US agencies team up on cell-cultured meat regulations
The regulatory oversight of cell-cultured food from livestock and poultry, or cell-based meat, will be shared by the US Department of Agriculture (USDA) and the Food and Drug Administration (FDA).
While some consumers believe cell-based meat is more humane and environmentally friendly than traditional meat, others remain wary about the safety of these products.
The USDA’s Food Safety and Inspection Service (FSIS) and the US Department of Health and Human Services’ (HHS) FDA have announced a formal agreement to jointly oversee the production of these cell-based meat products. The agreement describes the oversight roles and responsibilities for both agencies, and how they will collaborate to regulate the development and entry of these products into commerce.

## Set of tasks
1. Based on the article on cell-cultured meat regulations, decide whether each statement agrees with it. Answer yes or no and quote the words that settle it. (a) The FDA alone will oversee cell-based meat. (b) Some consumers are wary about the safety of cell-based meat products. (c) The agreement describes how the two agencies will collaborate.
2. Pick up the article on US agencies overseeing cell-cultured meat right after its last sentence, and write a few more sentences in the same style.
You won't need the listing for any of this.

## Dataset entries
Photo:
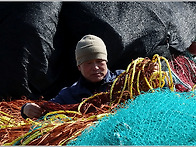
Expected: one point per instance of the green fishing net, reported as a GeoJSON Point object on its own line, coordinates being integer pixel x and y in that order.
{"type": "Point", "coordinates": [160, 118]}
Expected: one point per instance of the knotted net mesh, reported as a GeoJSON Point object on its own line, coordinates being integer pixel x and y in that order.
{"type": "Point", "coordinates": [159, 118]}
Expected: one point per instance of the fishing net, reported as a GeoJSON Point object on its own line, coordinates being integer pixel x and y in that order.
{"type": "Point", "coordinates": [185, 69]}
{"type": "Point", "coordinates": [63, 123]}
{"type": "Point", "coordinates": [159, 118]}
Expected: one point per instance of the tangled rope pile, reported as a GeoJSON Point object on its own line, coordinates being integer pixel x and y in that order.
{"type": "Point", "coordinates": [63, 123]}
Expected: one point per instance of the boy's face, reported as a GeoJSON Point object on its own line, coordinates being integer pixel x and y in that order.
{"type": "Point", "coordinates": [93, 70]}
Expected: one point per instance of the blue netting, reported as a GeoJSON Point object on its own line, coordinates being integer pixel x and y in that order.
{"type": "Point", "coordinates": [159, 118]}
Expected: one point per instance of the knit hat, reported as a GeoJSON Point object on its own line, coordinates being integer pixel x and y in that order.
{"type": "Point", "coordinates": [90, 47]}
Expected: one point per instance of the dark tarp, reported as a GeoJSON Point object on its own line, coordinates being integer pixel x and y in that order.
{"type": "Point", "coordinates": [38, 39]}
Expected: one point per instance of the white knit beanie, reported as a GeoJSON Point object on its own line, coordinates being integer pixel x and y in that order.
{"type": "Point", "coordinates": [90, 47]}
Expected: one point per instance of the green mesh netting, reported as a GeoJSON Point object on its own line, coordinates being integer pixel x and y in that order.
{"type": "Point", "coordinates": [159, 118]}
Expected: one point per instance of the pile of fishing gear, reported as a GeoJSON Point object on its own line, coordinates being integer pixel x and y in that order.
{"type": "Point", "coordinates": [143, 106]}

...

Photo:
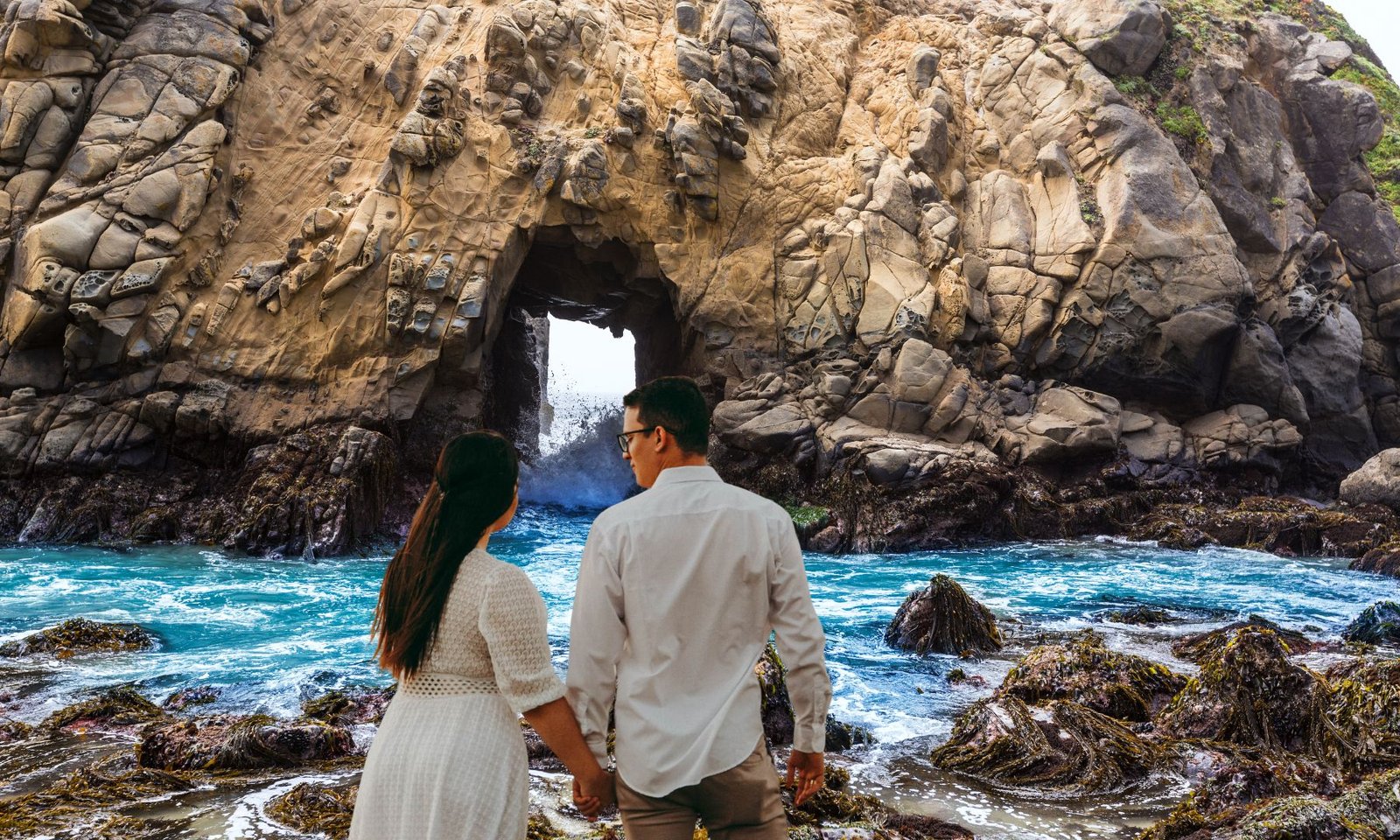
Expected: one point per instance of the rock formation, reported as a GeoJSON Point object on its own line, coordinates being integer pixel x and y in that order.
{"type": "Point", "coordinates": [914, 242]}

## Results by task
1.
(a) No: "will be shared by the US Department of Agriculture (USDA) and the Food and Drug Administration (FDA)"
(b) Yes: "others remain wary about the safety of these products"
(c) Yes: "how they will collaborate to regulate the development and entry of these products into commerce"

2.
The agencies agree upon a joint regulatory framework which separates responsibility into pre- and post-harvest. “A transition from FDA to USDA oversight will occur during the cell harvest stage,” the USDA explained in a statement. The FDA will oversee cell collection, cell banks, and cell growth and differentiation, while FSIS will oversee the production and labelling of human food products derived from the cells of livestock and poultry.
“Consumers trust the USDA mark of inspection to ensure safe, wholesome and accurately labelled products,” said USDA Deputy Under Secretary for Food Safety Mindy Brashears. “We look forward to continued collaboration with FDA and our stakeholders to safely regulate these new products and ensure parity in labelling.”
“We recognise that our stakeholders want clarity on how we will move forward with a regulatory regime to ensure the safety and proper labelling of these cell-cultured human food products while continuing to encourage innovation,” said Frank Yiannas, FDA Deputy Commissioner for Food Policy and Response. “Collaboration between USDA and FDA will allow us to draw upon the unique expertise of each agency in addressing the many important technical and regulatory considerations that can arise with the development of animal cell-cultured food products for human consumption.”